Your instructions:
Please rewrite all the records below, replacing "Mark each instance with one pin" with "Place a single pin on every instance" and keeping everything else unchanged. Leave the picture out of your answer.

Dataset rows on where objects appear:
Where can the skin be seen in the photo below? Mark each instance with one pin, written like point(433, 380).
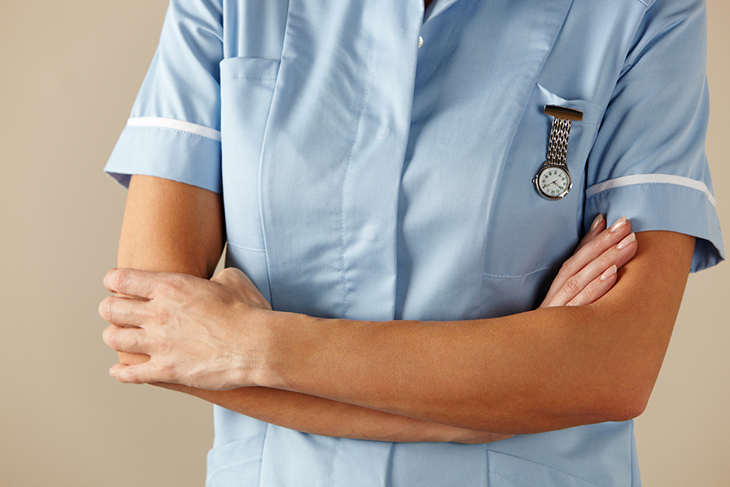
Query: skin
point(552, 368)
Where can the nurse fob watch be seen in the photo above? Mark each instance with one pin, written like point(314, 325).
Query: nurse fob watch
point(553, 179)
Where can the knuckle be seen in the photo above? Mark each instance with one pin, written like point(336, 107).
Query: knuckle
point(109, 338)
point(160, 316)
point(105, 309)
point(566, 270)
point(572, 285)
point(121, 279)
point(170, 286)
point(605, 259)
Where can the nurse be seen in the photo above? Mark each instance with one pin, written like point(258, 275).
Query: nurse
point(370, 166)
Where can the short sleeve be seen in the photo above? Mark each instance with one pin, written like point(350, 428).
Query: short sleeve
point(648, 161)
point(174, 129)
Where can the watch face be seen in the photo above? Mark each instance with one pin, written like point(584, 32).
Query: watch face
point(553, 182)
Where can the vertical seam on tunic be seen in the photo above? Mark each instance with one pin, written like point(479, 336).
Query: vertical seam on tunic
point(260, 185)
point(360, 115)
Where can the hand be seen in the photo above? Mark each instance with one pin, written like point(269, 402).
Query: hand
point(592, 270)
point(196, 332)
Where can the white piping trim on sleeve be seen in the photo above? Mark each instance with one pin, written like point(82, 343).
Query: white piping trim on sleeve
point(171, 123)
point(651, 179)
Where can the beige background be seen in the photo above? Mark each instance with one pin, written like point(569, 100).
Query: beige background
point(69, 71)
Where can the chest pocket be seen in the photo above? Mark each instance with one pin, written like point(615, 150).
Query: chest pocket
point(528, 236)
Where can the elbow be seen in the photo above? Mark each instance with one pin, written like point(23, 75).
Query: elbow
point(628, 399)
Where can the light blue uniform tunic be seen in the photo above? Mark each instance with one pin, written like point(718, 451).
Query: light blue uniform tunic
point(367, 178)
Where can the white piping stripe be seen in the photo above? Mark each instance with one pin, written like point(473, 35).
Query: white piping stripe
point(651, 179)
point(171, 123)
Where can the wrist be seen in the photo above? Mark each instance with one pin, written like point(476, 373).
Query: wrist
point(276, 344)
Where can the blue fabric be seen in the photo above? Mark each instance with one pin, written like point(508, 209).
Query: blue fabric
point(367, 178)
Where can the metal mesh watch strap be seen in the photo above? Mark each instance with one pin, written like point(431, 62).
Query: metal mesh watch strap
point(558, 145)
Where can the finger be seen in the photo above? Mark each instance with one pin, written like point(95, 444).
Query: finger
point(591, 251)
point(132, 282)
point(133, 374)
point(598, 225)
point(132, 340)
point(596, 288)
point(124, 311)
point(618, 256)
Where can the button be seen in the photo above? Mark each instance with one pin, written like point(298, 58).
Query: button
point(369, 233)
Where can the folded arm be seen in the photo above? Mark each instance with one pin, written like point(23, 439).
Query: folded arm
point(405, 381)
point(174, 227)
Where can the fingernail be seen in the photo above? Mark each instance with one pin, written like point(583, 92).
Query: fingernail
point(609, 272)
point(597, 222)
point(619, 224)
point(626, 241)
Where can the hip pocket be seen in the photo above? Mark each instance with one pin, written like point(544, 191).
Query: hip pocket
point(509, 471)
point(236, 463)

Task response:
Where can the skin be seen in the photo below? Place a single pin on every instance, written like point(433, 380).
Query: skin
point(552, 368)
Where can the nurse fob watch be seen in the photo above? Place a single pin on every instance, written like point(314, 325).
Query: nurse fob watch
point(553, 179)
Where can the knuckle be seen in the photo above? Place a single pin on every instance, written like point(336, 107).
Query: knuckle
point(109, 338)
point(160, 316)
point(105, 309)
point(566, 270)
point(572, 285)
point(121, 279)
point(170, 286)
point(605, 259)
Where can the nurse be seen in the photo above? Place a single pin on every instance, written like point(258, 275).
Query: nurse
point(370, 166)
Where can the short sleeve be seen in the photo above? Place a single pin on every instance, written like point(350, 428).
Query: short sleeve
point(648, 161)
point(174, 129)
Where can the watch face be seen in the photo above? Place a single pin on every instance, written like point(584, 32).
Query: watch face
point(553, 182)
Where can the vertical seam on tunic be seen in the photo above? Place a single pin on every instance, written like point(479, 336).
Query: vertical seam on tunic
point(260, 185)
point(360, 115)
Where can the hand be seen in the photo above? Place a single pin on every instance, written like point(269, 402).
Query: hand
point(592, 270)
point(196, 332)
Where can the white piping trim on sleeve be seen in the photo above? Place a single pin on every instance, written like point(82, 343).
Query: white piping trim on sleeve
point(171, 123)
point(651, 179)
Where can the beige background be seen in the photo above? Place a single pin on every instance, written like point(569, 100).
Query: beige background
point(69, 71)
Where can the chest pocket be seen in the photo above? Place a single pin on every instance, written like point(615, 150).
Query: chest pocket
point(528, 236)
Where can the elbow be seen in the photo above? Place a single pin on every instance, written like point(23, 75).
Query: elbow
point(628, 399)
Where can the light blue uniform tunic be seen in the photo above? Place a single pin on every instance, written like point(718, 451).
Query: light blue uniform tunic
point(367, 178)
Where can the white piping stripe be seen in the photo above? Place a single pin on every instance, written like point(473, 35).
Query: white piping stripe
point(651, 179)
point(171, 123)
Where can the wrist be seen in the photo above? Place a single pin on every instance, written like point(476, 373).
Query: wrist
point(276, 344)
Where can the blue fabric be seen in the photo above? Place a single pin on every instance, written like point(508, 209).
Query: blue fabric
point(367, 178)
Where can the metal mesh watch strap be seen in the photo above? Place a single pin on every instance, written like point(431, 62).
Query: metal mesh watch strap
point(558, 145)
Where can the finger be seen in the photo above? Place a single pin on every instance, written like point(95, 444).
Query: finger
point(591, 251)
point(132, 282)
point(133, 374)
point(598, 225)
point(132, 340)
point(596, 288)
point(124, 311)
point(618, 256)
Where can the button be seen in the photo above? Place a single pin on every instance, written like point(298, 58).
Query: button
point(369, 233)
Where can the folded arm be seen in the photo above? Place a single pin on every instance, written like point(23, 439).
Query: folded arm
point(405, 381)
point(174, 227)
Where can the fingernail be seen in the photo above? Place a single pin on every instance, written like point(583, 92).
Query: fingernail
point(609, 272)
point(597, 222)
point(619, 224)
point(626, 241)
Where can the hip pocket be seen in the photo above? Place a single pin on every instance, written like point(544, 191).
Query: hip pocket
point(509, 471)
point(236, 463)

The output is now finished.